> [DOCUMENT SECTION]
%%

He was born in a noble family later called Bååt (Old Swedish for boat) originally from Småland, as son of Sune Jonsson, the lawspeaker of Tiohärad, and his first wife Cathrine Henriksdatter Glysing. Erengisle's father Sune and uncle Peter had in 1320 obtained the effectively hereditary position of chatelain of Viipuri castle in easternmost coast of Finland by purchasing it from the governor set there by the deposed king Birger of Sweden. Peter and Sune recognized the new king, Magnus IV of Sweden, and received important privileges, which effectively turned their holding of Viipuri as an independent feudal fief, the start of a veritable margraviate (see fief of Viipuri).
Erengisle possessed immense wealth in several provinces of Sweden. In Viipuri province, his patrimony included Kymenkartano manor, on which spot the later town of Kotka became erected. His chief seat was the medieval castle of Hultaboda (now Hultaby) in Näsby outside of Vetlanda. Also Flishult manor in the same district belonged to him.
He was usually a supporter of his king, Magnus VII of Norway and Sweden, although in some instances he was in alliance with king's rivals. The king's Norwegian tasks for him led to his marriage with an unnamed daughter (possibly Agnes) of Maol Íosa, the Jarl of Orkney (including Caithness), and Earl of Strathearn. Because Maol Íosa did not have sons, families of his daughters divided or competed over his inheritance. Erengisle became the Orkney Jarl, although there is little evidence that he ever treated it as anything other than a high title, bringing him prestige over the then titleless Swedish nobility; he doesn't even seem to have ever visited his jarldom.
In 1357 Erengisle was among magnates who proclaimed Eric, the eldest son of king Magnus, as king in place of the father. He then led negotiations which resulted in reconciliation between father and son, with them splitting the kingship. The marriage of Haakon VI of Norway to the daughter of Valdemar IV of Denmark, and Eric's sudden death (from The Plague), drastically changed the political dynamic of Scandinavia, leading Erengisle to be ejected from the Jarldom in 1359.
The Jarldom lay vacant until Valdamar's death, in 1375. Haakon chose Alexander de l'Ard, a son-in-law of Maol Iosa, but he proved a disappointment, and was ejected after a few months. In 1379 Haakon granted the jarldom to Maol Iosa's (youngest) grandson, Henry Sinclair. Nevertheless, Erengisle continued to use the title of jarl of Orkney until his own death (as evidenced by e.g. his appellation in the text of his last will and testament).

%%

> [DATA EXCERPT]
%%

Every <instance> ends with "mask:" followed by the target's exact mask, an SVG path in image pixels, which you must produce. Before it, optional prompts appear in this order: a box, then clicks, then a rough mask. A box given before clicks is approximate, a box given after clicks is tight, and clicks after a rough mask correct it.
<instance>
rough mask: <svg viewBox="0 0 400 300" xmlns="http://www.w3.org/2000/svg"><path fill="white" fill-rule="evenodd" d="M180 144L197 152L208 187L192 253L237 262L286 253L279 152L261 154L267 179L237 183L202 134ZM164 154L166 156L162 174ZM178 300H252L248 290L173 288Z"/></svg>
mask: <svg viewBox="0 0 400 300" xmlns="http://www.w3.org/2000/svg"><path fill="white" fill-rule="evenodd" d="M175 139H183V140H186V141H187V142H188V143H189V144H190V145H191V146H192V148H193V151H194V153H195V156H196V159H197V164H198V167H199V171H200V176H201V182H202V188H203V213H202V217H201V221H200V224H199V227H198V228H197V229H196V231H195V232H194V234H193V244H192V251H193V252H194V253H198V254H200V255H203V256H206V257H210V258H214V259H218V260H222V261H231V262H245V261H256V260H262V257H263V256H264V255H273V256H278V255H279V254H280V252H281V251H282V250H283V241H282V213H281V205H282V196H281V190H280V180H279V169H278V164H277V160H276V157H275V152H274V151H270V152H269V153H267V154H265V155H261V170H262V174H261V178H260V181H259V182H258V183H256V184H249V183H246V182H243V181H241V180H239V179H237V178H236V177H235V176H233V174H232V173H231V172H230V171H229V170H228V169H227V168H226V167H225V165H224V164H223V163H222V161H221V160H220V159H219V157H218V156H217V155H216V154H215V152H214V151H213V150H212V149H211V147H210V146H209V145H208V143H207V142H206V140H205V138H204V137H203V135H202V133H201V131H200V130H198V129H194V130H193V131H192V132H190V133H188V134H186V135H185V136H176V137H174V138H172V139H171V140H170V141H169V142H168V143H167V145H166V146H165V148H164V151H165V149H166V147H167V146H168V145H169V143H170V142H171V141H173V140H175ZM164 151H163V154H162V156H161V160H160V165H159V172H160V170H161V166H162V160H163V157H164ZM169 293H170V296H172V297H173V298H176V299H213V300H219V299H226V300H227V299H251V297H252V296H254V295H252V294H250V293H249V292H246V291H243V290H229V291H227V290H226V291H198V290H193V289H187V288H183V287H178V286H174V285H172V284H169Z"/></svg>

%%

How would you continue the text on Erengisle, picking up right after its last sentence? This data was drawn from a separate source and has no connection to the text on Erengisle.

> [ANSWER BOX]
Death and will
Erengisle died childless, "at a great age", many years later. He was buried in Vadstena monastery church.
His last wife, Countess Ingeborg had several children from her first marriage with lord Bengt Turesson of the family of Kraakerum.
Erengisle's own nephews and nieces (and sisters) were already dead, without further issue, the last of them, Christina Ulvsdotter of Rickeby, having died in c 1389. His paternal family had only first cousins to continue the line (the Trolle, the Pipa, the Hammersta and the Snakenborg of Flishult presumably were lineages descending from such cousins).
His possessions were divided by his last will and testament, the church receiving much.
- Agnes (Annot), daughter of Maol Íosa, Earl of Strathearn and Jarl of Orkney
- before 1377 with Ingeborg Magnusdotter of Loholm, close relative of royals (and niece of St.Bridget of Sweden)
Coat of arms
Erengisle's family's hereditary shield depicted a boat. He thus belonged to the extensive clan of the Bonde. Well-known Bonde magnates, such as High Constable Tord and king Charles VIII, appear to have regarded Erengisle's family as their kinsmen. He belonged to the Haak-Bååt branch of the Bonde clan (the byname Haak was even used of his well-known uncle), mentioned as agnates of the Bonde. Erengisle's close kinsman was also bishop Charles of Linköping, but we do not know how exactly they were related. Also knight Erengisle Jonson 'the younger' (flourished 1335), was their kinsman.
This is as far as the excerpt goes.